Required task A →
Retype the passage of the statx text between "Fields in struct" and "have valid values.", inclusive.

The defined bits in request_mask and stx_mask are:

	STATX_TYPE		Want/got stx_mode & S_IFMT
	STATX_MODE		Want/got stx_mode & ~S_IFMT
	STATX_NLINK		Want/got stx_nlink
	STATX_UID		Want/got stx_uid
	STATX_GID		Want/got stx_gid
	STATX_ATIME		Want/got stx_atime{,_ns}
	STATX_MTIME		Want/got stx_mtime{,_ns}
	STATX_CTIME		Want/got stx_ctime{,_ns}
	STATX_INO		Want/got stx_ino
	STATX_SIZE		Want/got stx_size
	STATX_BLOCKS		Want/got stx_blocks
	STATX_BASIC_STATS	[The stuff in the normal stat struct]
	STATX_BTIME		Want/got stx_btime{,_ns}
	STATX_ALL		[All currently available stuff]

stx_btime is the file creation time, stx_mask is a bitmask indicating the
data provided and __spares*[] are where as-yet undefined fields can be
placed.

Time fields are structures with separate seconds and nanoseconds fields
plus a reserved field in case we want to add even finer resolution.  Note
that times will be negative if before 1970; in such a case, the nanosecond
fields will also be negative if not zero.

The bits defined in the stx_attributes field convey information about a
file, how it is accessed, where it is and what it does.  The following
attributes map to FS_*_FL flags and are the same numerical value:

	STATX_ATTR_COMPRESSED		File is compressed by the fs
	STATX_ATTR_IMMUTABLE		File is marked immutable
	STATX_ATTR_APPEND		File is append-only
	STATX_ATTR_NODUMP		File is not to be dumped
	STATX_ATTR_ENCRYPTED		File requires key to decrypt in fs

Within the kernel, the supported flags are listed by:

	KSTAT_ATTR_FS_IOC_FLAGS

[Are any other IOC flags of sufficient general interest to be exposed
through this interface?]

New flags include:

	STATX_ATTR_AUTOMOUNT		Object is an automount trigger

These are for the use of GUI tools that might want to mark files specially,
depending on what they are.

Fields in struct statx come in a number of classes:

 (0) stx_dev_*, stx_blksize.

     These are local system information and are always available.

 (1) stx_mode, stx_nlinks, stx_uid, stx_gid, stx_[amc]time, stx_ino,
     stx_size, stx_blocks.

     These will be returned whether the caller asks for them or not.  The
     corresponding bits in stx_mask will be set to indicate whether they
     actually have valid values.

     If the caller didn't ask for them, then they may be approximated.  For
     example, NFS won't waste any time updating them from the server,
     unless as a byproduct of updating something requested.

Task inputs →
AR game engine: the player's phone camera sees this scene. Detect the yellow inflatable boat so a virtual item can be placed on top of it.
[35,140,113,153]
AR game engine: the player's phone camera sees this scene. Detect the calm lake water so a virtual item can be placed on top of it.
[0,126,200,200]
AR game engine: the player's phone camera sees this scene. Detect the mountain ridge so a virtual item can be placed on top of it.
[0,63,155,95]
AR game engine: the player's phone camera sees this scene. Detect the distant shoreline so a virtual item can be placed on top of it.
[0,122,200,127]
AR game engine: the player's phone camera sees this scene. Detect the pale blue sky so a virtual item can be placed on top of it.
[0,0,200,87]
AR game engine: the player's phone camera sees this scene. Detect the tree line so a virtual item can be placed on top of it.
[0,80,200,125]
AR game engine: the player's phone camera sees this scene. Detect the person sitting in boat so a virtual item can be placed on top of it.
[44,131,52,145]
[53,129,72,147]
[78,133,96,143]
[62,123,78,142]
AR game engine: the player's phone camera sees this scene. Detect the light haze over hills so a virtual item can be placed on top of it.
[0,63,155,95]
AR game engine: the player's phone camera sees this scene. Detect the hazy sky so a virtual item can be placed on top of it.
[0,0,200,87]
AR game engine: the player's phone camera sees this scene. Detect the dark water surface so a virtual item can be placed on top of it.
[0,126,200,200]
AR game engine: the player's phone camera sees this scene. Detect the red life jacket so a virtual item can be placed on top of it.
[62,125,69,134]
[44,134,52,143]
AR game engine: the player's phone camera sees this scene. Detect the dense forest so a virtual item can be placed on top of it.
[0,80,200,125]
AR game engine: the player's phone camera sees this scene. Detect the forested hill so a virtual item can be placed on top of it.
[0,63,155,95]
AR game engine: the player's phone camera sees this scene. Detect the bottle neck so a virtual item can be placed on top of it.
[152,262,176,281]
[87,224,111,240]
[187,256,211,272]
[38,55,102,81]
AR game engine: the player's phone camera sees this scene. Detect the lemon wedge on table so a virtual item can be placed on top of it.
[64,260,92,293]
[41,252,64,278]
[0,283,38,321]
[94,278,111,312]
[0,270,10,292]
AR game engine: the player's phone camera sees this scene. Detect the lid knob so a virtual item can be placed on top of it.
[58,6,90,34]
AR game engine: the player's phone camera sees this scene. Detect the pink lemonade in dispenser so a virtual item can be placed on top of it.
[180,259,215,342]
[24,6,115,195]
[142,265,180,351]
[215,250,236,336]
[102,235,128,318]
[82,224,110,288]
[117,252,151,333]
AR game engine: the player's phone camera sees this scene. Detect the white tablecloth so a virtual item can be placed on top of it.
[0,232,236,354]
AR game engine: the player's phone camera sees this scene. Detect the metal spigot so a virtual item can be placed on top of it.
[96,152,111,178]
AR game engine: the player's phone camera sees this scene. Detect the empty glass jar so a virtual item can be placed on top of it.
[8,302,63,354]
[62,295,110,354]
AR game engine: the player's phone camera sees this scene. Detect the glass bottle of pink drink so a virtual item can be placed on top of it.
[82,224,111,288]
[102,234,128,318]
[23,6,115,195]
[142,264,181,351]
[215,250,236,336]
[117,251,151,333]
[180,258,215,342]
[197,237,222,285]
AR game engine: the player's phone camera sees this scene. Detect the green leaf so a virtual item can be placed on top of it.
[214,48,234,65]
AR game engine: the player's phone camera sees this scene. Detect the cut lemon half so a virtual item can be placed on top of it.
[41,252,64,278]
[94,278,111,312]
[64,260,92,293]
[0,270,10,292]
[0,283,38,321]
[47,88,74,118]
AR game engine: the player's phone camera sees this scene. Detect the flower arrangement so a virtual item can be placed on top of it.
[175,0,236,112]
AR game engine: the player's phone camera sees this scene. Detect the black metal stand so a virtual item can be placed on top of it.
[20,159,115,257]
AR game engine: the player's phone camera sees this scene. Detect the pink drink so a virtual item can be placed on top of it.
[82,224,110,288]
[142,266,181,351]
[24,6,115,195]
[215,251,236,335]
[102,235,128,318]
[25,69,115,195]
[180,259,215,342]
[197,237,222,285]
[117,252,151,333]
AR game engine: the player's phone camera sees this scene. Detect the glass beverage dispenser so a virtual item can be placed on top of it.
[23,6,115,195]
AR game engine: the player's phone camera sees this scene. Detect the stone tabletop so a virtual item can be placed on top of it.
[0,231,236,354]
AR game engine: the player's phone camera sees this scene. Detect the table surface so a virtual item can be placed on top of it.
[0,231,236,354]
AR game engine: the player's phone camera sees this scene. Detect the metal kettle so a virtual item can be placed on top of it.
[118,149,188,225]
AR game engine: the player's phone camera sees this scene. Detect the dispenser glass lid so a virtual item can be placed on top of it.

Required task B →
Lay out the lines of the listing from the line holding "Detect the table" through the end of the listing, inclusive, as a numbered list, leaving out any blank lines.

Worked answer A →
Fields in struct statx come in a number of classes:

 (0) stx_dev_*, stx_blksize.

     These are local system information and are always available.

 (1) stx_mode, stx_nlinks, stx_uid, stx_gid, stx_[amc]time, stx_ino,
     stx_size, stx_blocks.

     These will be returned whether the caller asks for them or not.  The
     corresponding bits in stx_mask will be set to indicate whether they
     actually have valid values.

Worked answer B →
1. AR game engine: the player's phone camera sees this scene. Detect the table surface so a virtual item can be placed on top of it.
2. [0,231,236,354]
3. AR game engine: the player's phone camera sees this scene. Detect the metal kettle so a virtual item can be placed on top of it.
4. [118,149,188,225]
5. AR game engine: the player's phone camera sees this scene. Detect the dispenser glass lid so a virtual item can be placed on top of it.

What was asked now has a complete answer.